*Task description:*
Answer these questions using the post below about building a dataframe:
1. Which four attributes does the author need for the dataframe?
2. About how long did the first approach take to complete?
3. About how long did it take after the switch to a Python list?

*Document text:*
++++++

2

I am pulling a big amount of data. It comes as a list of lists of objects.

Example: [[objectA, objectB],[objectC],[],[ObjectD]...]

Each object have a lot of attributes, however for my dataframe I need only name, value, timestamp, description. I tried two things:

for events in events_list:
    if len(events) > 0:
       for event in events:
           df = DataFrame([])
           df['timestamp'] = event.timestamp
           df['value'] = event.value
           df['name'] = event.name
           df['desc'] = event.desc
           final_df = final_df.append(df)

This takes around ~ 15 minutes to complete.

I change the code to use python list:

df_list = list()
for events in events_list:
    if len(events) > 0:
       for event in events:
           df_list.append([event.timestamp, event.value, event.name, event.desc])
final_df = pd.DataFrame(df_list, columns=['timestamp', 'value', 'name', 'desc'])

With this change I managed to reduce the time to approximately ~10-11 minutes.

++++++

*Listed records:*
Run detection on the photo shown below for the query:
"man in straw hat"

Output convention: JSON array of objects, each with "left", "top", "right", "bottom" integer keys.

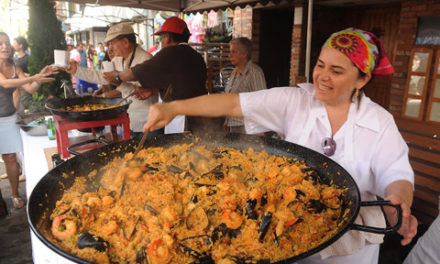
[
  {"left": 105, "top": 17, "right": 211, "bottom": 133},
  {"left": 65, "top": 23, "right": 157, "bottom": 134}
]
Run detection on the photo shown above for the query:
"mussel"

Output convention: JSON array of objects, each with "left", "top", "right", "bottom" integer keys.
[
  {"left": 77, "top": 233, "right": 109, "bottom": 252},
  {"left": 245, "top": 199, "right": 258, "bottom": 220},
  {"left": 136, "top": 247, "right": 148, "bottom": 264},
  {"left": 258, "top": 212, "right": 272, "bottom": 243},
  {"left": 167, "top": 165, "right": 183, "bottom": 174},
  {"left": 211, "top": 223, "right": 241, "bottom": 242},
  {"left": 228, "top": 256, "right": 270, "bottom": 264},
  {"left": 307, "top": 200, "right": 327, "bottom": 214},
  {"left": 186, "top": 207, "right": 209, "bottom": 230}
]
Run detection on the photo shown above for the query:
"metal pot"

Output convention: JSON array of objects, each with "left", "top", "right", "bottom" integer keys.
[{"left": 27, "top": 134, "right": 401, "bottom": 263}]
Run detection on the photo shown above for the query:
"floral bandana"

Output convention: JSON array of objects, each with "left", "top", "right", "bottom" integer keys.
[{"left": 323, "top": 28, "right": 394, "bottom": 75}]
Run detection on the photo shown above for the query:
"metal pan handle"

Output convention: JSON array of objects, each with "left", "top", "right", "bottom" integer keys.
[
  {"left": 67, "top": 138, "right": 108, "bottom": 156},
  {"left": 351, "top": 201, "right": 402, "bottom": 234}
]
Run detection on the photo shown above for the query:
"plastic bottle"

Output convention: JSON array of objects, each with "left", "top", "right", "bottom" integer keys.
[{"left": 47, "top": 118, "right": 56, "bottom": 140}]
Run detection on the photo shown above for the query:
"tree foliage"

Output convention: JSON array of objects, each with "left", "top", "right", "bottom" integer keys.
[{"left": 28, "top": 0, "right": 70, "bottom": 107}]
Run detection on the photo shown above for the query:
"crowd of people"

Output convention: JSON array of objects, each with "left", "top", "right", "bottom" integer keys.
[{"left": 0, "top": 17, "right": 438, "bottom": 264}]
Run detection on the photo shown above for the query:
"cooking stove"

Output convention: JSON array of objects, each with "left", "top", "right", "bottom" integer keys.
[{"left": 53, "top": 113, "right": 130, "bottom": 159}]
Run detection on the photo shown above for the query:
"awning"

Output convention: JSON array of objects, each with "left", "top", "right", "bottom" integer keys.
[{"left": 59, "top": 0, "right": 282, "bottom": 13}]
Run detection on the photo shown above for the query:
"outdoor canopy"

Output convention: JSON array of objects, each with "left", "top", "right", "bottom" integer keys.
[{"left": 58, "top": 0, "right": 276, "bottom": 13}]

++++++

*Output of the exercise:*
1. Name, value, timestamp and description.
2. Around 15 minutes.
3. Approximately 10–11 minutes.